Extracted text:
##########
The ravaging of New Orleans by Hurricane Katrina, and the subsequent mishandling of relief efforts by scores of organizations, has had a necessarily stultifying effect on the narratives to emerge from the catastrophe. There are heroes and miracles aplenty amid the winds and floods, but the tale of Katrina can only be accurately told as a tragedy worsened by scandal and error. Attempting to subvert this obligatory formula, if ever so slightly, Jonathan Demme's ramshackle and often joyous documentary I'm Carolyn Parker: The Good, the Mad, and the Beautiful examines how a cluster of residents in the Crescent City's Ninth Ward (one of its poorest and least represented) survived the storm with little outside assistance. All the lugubrious hallmarks of Katrina literature are here (houses and lives are swept away in the rising waters, and FEMA's reconstructive efforts are first applied to the more fortunate), but Demme dims their dourness with his cheerfully pugnacious primary subject, the sexagenarian Carolyn Parker.
We first meet the inimitable Parker, who's resided in New Orleans since birth, on the dilapidated porch of her family home. (Though warped and partially gutted by the hurricane's strength, the double shotgun house was spared from complete annihilation.) Simply clothed and wearing curlers underneath a puffed bandana, she warmly invites Demme into her awkwardly makeshift abode, introduces her offspring, and describes with a kind of religious zeal her plans to rebuild not only her house, but the equally decimated Catholic church nearby that she's attended for years. Her lucid, if discursive, speech is highly dramatic (sternness can give way to rhythmic laughter spontaneously) and instantly likeable; like those of Louis Armstrong, her earthy, curvy features beam even when expressing lividity toward segregation and political corruption. Sensing the importance of both her story and her way of telling it, Demme returns to Parker's home every few months, shooting a grainy, standard-def diary of her post-hurricane life. And slowly, she begins to ladle out her biography—from her involvement in the civil rights movement, to her initially biracial appearance, to how she was practically dragged kicking and screaming from the Ninth Ward as Katrina's severity increased.
##########
Provided data:
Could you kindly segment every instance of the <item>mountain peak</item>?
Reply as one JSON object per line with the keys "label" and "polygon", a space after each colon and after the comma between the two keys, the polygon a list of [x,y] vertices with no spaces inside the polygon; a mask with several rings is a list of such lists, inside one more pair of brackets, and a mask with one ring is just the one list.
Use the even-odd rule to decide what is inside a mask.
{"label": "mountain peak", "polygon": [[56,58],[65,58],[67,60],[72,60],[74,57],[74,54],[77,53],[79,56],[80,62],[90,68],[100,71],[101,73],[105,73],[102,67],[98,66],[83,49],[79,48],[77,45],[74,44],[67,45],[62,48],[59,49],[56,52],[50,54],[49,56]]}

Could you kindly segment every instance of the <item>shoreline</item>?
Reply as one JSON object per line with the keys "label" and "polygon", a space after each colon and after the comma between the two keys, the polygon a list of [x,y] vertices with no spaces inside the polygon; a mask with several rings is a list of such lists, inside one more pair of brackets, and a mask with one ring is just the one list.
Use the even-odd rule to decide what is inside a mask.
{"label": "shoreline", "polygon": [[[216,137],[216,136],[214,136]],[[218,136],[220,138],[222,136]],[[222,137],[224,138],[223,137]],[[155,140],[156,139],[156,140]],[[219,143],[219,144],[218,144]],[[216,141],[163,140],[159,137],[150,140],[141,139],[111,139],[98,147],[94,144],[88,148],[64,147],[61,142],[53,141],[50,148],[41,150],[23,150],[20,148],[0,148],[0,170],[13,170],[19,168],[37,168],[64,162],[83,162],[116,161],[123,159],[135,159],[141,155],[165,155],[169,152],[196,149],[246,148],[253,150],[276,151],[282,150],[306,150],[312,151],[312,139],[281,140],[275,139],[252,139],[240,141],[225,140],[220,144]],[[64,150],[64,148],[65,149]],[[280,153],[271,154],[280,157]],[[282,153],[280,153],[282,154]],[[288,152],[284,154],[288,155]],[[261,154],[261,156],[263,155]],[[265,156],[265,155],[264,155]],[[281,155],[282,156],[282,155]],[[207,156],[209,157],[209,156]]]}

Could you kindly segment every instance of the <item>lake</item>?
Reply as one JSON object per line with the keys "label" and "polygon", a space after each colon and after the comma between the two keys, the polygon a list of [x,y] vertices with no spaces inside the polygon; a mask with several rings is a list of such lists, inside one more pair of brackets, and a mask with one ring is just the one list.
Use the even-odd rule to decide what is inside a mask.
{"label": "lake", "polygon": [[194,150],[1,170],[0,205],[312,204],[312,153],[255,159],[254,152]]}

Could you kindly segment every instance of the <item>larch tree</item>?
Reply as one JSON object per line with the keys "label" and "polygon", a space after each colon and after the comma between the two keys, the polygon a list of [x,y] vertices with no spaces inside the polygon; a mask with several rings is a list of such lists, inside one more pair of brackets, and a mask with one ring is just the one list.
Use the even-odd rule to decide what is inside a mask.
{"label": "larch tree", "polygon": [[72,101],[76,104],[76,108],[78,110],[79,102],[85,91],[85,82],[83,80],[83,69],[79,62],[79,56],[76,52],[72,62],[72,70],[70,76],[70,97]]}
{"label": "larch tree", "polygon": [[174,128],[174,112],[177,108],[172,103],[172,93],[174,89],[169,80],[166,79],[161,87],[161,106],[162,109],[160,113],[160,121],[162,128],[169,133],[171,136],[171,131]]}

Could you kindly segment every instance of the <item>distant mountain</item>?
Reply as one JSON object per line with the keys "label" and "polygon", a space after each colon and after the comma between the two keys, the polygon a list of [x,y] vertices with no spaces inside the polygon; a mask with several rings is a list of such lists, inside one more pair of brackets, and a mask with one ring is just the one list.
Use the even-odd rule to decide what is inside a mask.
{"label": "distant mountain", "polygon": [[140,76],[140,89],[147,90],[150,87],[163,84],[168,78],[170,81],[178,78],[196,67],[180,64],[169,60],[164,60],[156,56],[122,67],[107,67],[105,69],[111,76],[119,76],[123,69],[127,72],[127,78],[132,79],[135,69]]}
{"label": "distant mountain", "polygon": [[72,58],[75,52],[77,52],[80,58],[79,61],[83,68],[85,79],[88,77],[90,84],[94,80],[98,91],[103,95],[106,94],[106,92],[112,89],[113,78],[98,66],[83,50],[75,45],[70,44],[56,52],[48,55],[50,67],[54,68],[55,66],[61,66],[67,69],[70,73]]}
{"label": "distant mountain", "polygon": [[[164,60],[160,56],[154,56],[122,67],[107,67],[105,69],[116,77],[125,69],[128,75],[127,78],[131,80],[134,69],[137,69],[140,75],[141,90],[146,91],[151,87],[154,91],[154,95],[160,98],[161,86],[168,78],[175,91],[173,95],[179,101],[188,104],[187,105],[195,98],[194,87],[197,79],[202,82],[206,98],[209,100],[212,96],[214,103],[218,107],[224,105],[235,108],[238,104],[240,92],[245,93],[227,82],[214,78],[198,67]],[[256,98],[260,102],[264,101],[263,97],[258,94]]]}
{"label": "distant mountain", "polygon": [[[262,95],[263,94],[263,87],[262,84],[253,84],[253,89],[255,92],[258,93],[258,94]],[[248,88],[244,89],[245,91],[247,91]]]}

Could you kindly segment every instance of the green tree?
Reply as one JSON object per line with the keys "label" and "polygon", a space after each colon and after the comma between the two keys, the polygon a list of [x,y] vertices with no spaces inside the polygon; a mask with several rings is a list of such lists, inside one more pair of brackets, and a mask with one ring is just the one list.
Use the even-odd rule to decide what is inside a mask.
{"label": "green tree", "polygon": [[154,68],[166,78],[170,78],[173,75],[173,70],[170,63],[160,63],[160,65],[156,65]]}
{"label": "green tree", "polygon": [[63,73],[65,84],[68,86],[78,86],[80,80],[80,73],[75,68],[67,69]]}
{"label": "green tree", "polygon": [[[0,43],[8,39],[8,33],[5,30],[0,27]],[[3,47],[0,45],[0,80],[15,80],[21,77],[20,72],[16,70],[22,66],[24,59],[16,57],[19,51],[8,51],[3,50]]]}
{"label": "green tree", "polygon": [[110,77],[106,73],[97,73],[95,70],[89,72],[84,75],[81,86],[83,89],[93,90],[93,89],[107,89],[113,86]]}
##########
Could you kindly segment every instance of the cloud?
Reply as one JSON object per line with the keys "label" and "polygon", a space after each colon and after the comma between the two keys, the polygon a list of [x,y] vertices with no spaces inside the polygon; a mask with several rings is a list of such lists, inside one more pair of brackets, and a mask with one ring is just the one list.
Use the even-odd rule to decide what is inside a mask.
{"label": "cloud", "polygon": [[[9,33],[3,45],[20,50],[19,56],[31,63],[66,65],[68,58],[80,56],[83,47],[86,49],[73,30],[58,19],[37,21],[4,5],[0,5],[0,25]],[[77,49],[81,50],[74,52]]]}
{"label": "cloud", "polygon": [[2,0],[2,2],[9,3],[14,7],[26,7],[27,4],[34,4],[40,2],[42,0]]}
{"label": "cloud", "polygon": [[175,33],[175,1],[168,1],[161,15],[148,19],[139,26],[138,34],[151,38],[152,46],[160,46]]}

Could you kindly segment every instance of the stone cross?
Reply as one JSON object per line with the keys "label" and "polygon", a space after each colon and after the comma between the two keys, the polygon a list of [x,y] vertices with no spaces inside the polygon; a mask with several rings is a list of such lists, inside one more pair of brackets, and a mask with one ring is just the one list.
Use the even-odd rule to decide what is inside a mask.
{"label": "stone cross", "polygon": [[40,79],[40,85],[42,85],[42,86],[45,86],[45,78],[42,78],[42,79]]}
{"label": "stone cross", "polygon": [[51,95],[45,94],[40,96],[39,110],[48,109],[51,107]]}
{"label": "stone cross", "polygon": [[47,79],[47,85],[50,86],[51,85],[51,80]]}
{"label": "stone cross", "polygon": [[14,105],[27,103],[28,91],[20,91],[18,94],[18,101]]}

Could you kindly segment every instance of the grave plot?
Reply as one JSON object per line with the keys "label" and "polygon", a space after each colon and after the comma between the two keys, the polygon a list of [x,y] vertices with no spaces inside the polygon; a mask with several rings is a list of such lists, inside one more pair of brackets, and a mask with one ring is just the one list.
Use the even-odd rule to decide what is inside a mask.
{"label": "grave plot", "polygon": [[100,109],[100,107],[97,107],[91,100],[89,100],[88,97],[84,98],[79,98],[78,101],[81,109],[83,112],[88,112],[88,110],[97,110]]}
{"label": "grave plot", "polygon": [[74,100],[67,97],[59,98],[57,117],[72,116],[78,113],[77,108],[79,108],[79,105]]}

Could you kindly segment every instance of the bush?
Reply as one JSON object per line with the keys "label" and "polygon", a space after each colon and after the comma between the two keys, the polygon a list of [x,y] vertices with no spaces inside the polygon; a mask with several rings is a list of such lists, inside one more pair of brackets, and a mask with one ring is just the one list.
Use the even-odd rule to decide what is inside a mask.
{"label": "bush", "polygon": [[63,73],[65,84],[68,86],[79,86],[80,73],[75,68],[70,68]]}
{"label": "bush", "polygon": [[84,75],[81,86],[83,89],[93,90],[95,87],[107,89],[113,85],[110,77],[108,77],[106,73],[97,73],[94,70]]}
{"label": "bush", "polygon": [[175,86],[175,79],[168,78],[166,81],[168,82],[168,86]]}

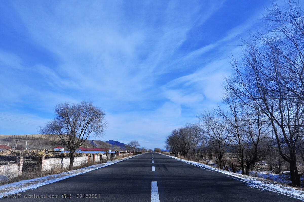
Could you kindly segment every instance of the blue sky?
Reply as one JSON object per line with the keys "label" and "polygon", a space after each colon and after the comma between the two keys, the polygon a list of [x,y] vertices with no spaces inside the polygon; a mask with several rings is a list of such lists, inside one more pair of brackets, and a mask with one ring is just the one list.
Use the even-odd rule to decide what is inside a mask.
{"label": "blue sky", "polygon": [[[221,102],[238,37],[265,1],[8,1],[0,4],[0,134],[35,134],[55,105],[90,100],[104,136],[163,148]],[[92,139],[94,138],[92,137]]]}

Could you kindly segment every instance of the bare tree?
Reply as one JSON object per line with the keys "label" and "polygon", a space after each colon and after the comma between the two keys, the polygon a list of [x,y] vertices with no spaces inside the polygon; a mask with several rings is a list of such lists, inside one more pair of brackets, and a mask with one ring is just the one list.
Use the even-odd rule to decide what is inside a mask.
##########
Proceed with the review of the Carolyn Parker documentary, writing on from its final sentence. The rows play no part in this exercise.

What we glean of Parker's life in these moments is as piquant as it is complex, which makes the careful distance Demme maintains as both interviewer and friend to his subject occasionally irksome. It's hard to believe that a character as bullheaded as Parker would never once graze controversy with her testimony, but Demme's softly guiding questions evade intuited landmines; he doesn't push her, for instance, to explore how her ability to "pass for white" as a youth might have affected her confidence. And while the footage of Parker chosen for the film appears affably raw (her most intimate revelations, such as those of her penurious childhood and self-education, are treated like jazzy digressions), the edits clearly favor her archetypal qualities. After she's threatened to "kick the butts" of any scam carpenters in town and served Demme's crew a full meal of chicken, greens, and sweet potatoes, she becomes less a lively, piquant woman than a mélange of Southern motifs.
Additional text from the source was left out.